→ **Excerpted text**
Although Colorado’s population growth is anticipated to slow, the north Front Range (Broomfield included) is forecast as having the fastest growth between 2015 and 2020 with an annual average increase of 2.6% or 85,000 new residents.

One important element that was outlined in the presentation is the importance of new businesses to overall economic growth. New businesses tend to create more jobs, grow faster while being responsible for greater innovation and overall productivity than older businesses. Colorado boasts the seventh highest concentration of young firms in the country, with 36.2% of all business five years and younger. Were it not for this constant supply of new businesses the Colorado economy would lose jobs in most years. This impressive high rate of entrepreneurship and new business formation is attributed to “a culture and population of risk-taking individuals, as well as a business climate that supports new businesses and a diverse base of growing industries”. Favorable age demographics and existing expertise in the State are also contributing factors. Industries with science, technology, engineering, and mathematics (STEM), referred to as “high-technology” industries are the mainstay of this new business activity.

According to the Colorado Business Outlook, there will be ongoing challenges for farmers and ranchers in 2017 as they face significantly less income with roughly the same expenses. Diversification might offer a solution were it not for the challenge of insufficient water. Established operations should see a better economic climate if they can weather the next couple of years.

Point-per-instance localization data:
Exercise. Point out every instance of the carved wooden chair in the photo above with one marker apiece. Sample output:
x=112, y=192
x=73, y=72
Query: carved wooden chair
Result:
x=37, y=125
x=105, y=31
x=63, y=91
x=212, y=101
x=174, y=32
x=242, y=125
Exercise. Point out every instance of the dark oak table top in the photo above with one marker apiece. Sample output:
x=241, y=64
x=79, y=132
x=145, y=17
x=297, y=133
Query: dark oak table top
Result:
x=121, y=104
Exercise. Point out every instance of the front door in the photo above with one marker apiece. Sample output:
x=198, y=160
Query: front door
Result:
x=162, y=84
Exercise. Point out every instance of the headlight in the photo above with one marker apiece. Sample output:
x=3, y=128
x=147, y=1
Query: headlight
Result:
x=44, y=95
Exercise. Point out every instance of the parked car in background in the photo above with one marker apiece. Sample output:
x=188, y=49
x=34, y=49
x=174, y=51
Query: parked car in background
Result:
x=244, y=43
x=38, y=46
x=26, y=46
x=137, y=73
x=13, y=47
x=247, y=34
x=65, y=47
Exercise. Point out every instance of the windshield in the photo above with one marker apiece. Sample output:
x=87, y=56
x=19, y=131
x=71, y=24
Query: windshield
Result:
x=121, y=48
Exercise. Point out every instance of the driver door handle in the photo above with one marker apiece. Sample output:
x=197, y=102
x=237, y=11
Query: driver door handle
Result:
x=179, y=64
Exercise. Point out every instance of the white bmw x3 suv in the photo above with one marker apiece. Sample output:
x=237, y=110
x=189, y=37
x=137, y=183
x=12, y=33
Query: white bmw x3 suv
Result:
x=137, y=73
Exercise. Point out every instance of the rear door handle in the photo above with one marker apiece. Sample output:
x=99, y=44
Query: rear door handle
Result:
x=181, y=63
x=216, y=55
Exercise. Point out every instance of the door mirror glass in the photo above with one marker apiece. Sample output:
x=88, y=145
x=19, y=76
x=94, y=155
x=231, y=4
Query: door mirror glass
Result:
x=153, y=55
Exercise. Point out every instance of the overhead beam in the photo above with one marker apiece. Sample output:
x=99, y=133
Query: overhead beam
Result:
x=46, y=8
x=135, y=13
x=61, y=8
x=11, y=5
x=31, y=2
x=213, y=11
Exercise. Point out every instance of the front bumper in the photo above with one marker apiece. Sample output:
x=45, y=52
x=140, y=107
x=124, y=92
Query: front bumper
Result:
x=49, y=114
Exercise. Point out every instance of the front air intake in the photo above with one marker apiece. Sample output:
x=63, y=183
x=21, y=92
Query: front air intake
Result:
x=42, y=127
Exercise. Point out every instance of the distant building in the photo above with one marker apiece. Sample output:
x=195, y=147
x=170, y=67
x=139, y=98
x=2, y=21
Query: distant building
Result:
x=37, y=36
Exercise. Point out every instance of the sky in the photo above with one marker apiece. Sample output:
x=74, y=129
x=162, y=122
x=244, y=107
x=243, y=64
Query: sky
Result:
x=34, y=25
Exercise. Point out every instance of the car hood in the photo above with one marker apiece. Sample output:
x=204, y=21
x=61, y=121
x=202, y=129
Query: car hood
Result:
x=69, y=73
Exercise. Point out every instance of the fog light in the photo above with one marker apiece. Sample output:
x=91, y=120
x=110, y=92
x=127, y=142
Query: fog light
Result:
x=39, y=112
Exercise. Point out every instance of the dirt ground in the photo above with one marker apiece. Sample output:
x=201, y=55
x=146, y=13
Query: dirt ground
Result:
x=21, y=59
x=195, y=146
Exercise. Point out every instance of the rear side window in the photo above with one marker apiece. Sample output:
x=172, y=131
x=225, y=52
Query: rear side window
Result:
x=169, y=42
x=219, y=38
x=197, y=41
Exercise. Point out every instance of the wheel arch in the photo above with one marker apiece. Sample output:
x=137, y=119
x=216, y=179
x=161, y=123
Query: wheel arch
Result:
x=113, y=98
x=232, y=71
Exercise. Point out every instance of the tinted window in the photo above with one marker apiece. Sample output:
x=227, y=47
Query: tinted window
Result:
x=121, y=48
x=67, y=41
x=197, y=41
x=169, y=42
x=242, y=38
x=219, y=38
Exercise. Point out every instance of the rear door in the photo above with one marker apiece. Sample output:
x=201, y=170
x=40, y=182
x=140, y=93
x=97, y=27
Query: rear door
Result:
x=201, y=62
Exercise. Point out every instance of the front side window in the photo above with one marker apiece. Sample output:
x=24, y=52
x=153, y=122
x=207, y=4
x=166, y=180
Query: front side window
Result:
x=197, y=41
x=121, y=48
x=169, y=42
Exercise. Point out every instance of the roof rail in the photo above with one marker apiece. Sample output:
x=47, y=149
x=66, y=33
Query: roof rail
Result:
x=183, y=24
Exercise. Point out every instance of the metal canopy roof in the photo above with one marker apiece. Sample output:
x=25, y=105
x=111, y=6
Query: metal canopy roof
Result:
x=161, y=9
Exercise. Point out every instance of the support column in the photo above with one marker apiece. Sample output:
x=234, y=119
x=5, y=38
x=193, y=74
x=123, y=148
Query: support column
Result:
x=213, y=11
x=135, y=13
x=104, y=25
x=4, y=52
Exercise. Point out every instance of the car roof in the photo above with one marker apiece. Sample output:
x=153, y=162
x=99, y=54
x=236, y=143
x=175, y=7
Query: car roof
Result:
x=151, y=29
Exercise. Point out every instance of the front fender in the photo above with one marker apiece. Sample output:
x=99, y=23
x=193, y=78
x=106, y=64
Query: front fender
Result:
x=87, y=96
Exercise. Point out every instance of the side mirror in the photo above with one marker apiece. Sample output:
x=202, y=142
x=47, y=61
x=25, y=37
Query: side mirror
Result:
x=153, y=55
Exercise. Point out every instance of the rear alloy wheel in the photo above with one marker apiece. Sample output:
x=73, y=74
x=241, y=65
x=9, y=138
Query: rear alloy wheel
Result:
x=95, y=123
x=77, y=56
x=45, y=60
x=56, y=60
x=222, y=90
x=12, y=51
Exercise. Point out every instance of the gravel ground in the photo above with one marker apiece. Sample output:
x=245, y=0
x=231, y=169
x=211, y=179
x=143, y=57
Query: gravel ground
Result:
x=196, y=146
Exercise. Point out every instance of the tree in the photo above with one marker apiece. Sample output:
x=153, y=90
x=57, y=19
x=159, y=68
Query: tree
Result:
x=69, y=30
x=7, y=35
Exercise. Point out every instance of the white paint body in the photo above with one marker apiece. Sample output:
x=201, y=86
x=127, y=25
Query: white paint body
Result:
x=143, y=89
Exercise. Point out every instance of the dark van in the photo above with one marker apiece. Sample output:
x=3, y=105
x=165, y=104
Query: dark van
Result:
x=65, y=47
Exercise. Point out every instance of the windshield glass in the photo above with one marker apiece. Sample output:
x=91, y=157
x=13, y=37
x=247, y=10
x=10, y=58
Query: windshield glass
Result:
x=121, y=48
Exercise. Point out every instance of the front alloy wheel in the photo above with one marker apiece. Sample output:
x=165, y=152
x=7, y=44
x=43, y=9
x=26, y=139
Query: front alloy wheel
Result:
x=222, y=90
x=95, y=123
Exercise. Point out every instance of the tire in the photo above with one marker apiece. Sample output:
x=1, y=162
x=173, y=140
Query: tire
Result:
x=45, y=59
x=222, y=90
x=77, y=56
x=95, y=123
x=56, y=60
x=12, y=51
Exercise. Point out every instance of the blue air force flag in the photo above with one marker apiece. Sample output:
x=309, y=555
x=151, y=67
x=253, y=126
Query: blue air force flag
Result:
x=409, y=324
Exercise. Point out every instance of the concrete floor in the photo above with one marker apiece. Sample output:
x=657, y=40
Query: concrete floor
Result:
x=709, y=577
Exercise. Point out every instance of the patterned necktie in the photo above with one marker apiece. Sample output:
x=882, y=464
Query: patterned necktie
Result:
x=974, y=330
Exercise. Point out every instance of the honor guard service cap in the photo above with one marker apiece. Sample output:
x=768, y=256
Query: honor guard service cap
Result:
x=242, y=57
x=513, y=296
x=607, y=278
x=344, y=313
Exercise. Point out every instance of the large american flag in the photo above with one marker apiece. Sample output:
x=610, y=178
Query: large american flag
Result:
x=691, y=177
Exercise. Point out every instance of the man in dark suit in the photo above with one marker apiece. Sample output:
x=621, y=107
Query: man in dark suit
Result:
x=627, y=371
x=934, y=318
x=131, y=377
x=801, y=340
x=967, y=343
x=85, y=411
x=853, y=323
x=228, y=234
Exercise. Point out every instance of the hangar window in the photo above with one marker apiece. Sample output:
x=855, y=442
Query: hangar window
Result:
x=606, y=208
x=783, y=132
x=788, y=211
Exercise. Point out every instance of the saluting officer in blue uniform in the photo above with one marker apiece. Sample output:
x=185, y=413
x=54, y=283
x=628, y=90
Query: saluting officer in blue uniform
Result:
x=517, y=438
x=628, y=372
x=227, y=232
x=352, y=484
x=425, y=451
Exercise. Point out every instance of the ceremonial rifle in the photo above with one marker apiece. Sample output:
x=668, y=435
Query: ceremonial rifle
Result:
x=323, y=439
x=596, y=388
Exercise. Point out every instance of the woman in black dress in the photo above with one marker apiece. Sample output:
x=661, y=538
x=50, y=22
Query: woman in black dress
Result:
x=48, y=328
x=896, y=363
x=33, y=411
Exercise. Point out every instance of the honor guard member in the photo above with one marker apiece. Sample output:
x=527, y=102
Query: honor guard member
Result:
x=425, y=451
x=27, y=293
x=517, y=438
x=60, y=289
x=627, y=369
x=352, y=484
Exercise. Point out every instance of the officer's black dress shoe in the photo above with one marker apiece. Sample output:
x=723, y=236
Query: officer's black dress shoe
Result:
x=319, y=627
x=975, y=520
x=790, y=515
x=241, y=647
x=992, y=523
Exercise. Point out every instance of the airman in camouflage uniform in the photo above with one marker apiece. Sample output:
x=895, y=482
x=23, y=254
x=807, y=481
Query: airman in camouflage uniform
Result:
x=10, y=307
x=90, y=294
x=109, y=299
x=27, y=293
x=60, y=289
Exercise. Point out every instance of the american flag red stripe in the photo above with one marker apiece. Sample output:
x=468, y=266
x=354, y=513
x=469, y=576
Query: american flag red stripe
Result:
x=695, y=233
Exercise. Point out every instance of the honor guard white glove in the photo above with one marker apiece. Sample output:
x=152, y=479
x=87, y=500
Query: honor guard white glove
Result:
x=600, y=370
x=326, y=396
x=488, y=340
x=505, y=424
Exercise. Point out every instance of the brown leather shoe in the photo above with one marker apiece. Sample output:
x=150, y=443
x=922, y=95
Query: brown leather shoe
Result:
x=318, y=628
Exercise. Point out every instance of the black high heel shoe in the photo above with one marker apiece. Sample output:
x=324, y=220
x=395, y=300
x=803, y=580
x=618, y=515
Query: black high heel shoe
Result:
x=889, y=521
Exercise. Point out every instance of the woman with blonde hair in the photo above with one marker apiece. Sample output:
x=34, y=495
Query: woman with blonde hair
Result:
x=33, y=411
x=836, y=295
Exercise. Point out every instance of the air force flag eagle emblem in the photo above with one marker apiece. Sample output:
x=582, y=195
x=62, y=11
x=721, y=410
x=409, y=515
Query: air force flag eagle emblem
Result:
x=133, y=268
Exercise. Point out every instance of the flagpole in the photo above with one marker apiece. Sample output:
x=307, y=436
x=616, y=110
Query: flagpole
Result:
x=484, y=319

→ **Work instructions**
(1) Retype the stretch of the Colorado economy excerpt from "Although Colorado’s population" through "85,000 new residents.".
(2) According to the Colorado economy excerpt, what percentage of all Colorado businesses are five years old or younger?
The listing isn't needed for any of this.

→ **Response list**
(1)
Although Colorado’s population growth is anticipated to slow, the north Front Range (Broomfield included) is forecast as having the fastest growth between 2015 and 2020 with an annual average increase of 2.6% or 85,000 new residents.

(2) 36.2%